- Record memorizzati
━━━━
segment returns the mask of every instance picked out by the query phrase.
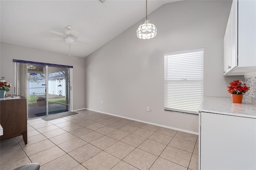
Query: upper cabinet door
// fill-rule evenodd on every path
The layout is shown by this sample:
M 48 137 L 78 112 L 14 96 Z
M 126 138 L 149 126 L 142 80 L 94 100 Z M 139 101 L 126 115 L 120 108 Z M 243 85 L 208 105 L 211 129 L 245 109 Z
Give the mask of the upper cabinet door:
M 234 0 L 224 39 L 224 75 L 256 75 L 256 0 Z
━━━━
- DETTAGLI DEL PROBLEMA
Trasforma tutto il materiale in una tabella Markdown con le colonne «Numero» e «Riga», mettendo il numero progressivo nella prima e il testo di ogni riga non vuota nella seconda. Escludi le immagini dalla risposta.

- PROBLEMA RISOLTO
| Numero | Riga |
|---|---|
| 1 | segment returns the mask of every instance picked out by the query phrase. |
| 2 | Query: upper cabinet door |
| 3 | // fill-rule evenodd on every path |
| 4 | The layout is shown by this sample: |
| 5 | M 48 137 L 78 112 L 14 96 Z |
| 6 | M 126 138 L 149 126 L 142 80 L 94 100 Z M 139 101 L 126 115 L 120 108 Z M 243 85 L 208 105 L 211 129 L 245 109 Z |
| 7 | Give the mask of the upper cabinet door: |
| 8 | M 234 0 L 224 39 L 224 75 L 256 75 L 256 0 Z |